TRAVAIL À FAIRE
1: Recopiez intégralement la chronique de l'album de Comecon, sans en changer un seul mot.
2: Parmi les lignes fournies, relevez toutes celles qui contiennent la chaîne « stainless ». La casse doit être respectée.

TEXTE À LIRE

• • • • •

Avec son 2e album en titre, Comecon décide d'attiser encore un peu plus les velléités blaguifères des métalleux français à l'humour vaseux. En effet, comme si son patronyme n'y suffisait pas, le groupe sort un album à la thématique définitivement con-con, une galette au préfixe redondant malicieusement appelée « Converging Conspiracies » - qui aurait initialement dû s'appeler « Conspiracy at the Conference against Condom Contamination by Contact with Constipated Consumers », d'après mes informateurs travaillant au service culturel de « Tuning & Biscotos ».
…
La vache, vous imaginez: le chapitre précédent était initialement censé débuter cette chronique!? 'tain, heureusement, à la dernière minute, dans un éclair de lucidité salvateur, j'y ai renoncé. Encore heureux! T'imagines le début de merde que ça aurait été? Ze grosse honte quoi … On est passé à 2 doigts de la catastrophe, les autres ne m'auraient pas pardonné cet excès, et à raison.
* tente de détourner l'attention *
Et sinon, euh: vous avez appris pour Jean Ferrat ? Quel malheur …
Hum. Bon, on continue quand même?

• • • • •

DOCUMENTS FOURNIS
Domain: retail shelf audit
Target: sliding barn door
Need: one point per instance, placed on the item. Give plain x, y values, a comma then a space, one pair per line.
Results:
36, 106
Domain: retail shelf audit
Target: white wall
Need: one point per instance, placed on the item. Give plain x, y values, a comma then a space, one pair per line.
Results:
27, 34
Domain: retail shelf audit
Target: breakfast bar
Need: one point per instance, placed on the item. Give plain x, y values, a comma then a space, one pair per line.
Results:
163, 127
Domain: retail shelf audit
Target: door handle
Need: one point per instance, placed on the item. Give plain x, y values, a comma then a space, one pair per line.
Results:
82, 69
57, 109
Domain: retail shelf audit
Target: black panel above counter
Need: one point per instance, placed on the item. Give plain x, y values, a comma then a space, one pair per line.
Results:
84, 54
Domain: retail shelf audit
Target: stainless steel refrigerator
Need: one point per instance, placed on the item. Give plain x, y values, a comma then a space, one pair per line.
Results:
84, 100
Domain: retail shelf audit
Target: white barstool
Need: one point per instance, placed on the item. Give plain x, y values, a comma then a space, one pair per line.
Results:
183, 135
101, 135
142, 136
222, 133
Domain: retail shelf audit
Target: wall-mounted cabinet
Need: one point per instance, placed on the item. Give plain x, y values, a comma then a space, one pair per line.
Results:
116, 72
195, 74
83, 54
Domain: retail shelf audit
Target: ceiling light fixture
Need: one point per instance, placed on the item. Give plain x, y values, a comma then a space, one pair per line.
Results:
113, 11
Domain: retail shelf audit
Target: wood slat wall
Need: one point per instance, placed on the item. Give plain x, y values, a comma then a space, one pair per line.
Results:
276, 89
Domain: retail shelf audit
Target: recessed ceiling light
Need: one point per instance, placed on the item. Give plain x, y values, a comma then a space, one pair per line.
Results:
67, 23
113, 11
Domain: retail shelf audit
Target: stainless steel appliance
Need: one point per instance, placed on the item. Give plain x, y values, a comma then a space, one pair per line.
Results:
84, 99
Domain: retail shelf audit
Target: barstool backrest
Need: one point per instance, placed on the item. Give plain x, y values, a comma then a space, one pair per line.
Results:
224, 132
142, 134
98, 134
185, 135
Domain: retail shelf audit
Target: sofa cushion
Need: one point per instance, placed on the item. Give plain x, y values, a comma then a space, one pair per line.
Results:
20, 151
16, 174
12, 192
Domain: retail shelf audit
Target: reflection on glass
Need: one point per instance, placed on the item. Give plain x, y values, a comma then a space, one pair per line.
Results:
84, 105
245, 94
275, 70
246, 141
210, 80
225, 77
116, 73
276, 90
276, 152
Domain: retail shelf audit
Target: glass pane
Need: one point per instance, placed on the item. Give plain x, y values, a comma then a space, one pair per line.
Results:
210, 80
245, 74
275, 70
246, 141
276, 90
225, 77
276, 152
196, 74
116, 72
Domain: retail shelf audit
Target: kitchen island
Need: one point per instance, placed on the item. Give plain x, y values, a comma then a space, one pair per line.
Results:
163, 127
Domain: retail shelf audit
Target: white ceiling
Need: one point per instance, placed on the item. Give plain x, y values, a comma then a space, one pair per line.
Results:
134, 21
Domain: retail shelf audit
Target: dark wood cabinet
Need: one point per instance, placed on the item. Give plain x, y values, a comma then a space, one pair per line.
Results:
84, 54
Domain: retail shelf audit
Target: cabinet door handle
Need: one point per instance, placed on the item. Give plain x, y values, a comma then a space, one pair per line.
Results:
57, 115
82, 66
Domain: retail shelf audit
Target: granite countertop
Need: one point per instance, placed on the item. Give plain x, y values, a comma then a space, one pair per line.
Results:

• • • • •

CORRIGÉ
1:
Avec son 2e album en titre, Comecon décide d'attiser encore un peu plus les velléités blaguifères des métalleux français à l'humour vaseux. En effet, comme si son patronyme n'y suffisait pas, le groupe sort un album à la thématique définitivement con-con, une galette au préfixe redondant malicieusement appelée « Converging Conspiracies » - qui aurait initialement dû s'appeler « Conspiracy at the Conference against Condom Contamination by Contact with Constipated Consumers », d'après mes informateurs travaillant au service culturel de « Tuning & Biscotos ».
…
La vache, vous imaginez: le chapitre précédent était initialement censé débuter cette chronique!? 'tain, heureusement, à la dernière minute, dans un éclair de lucidité salvateur, j'y ai renoncé. Encore heureux! T'imagines le début de merde que ça aurait été? Ze grosse honte quoi … On est passé à 2 doigts de la catastrophe, les autres ne m'auraient pas pardonné cet excès, et à raison.
* tente de détourner l'attention *
Et sinon, euh: vous avez appris pour Jean Ferrat ? Quel malheur …
Hum. Bon, on continue quand même?

2:
Target: stainless steel refrigerator
Target: stainless steel appliance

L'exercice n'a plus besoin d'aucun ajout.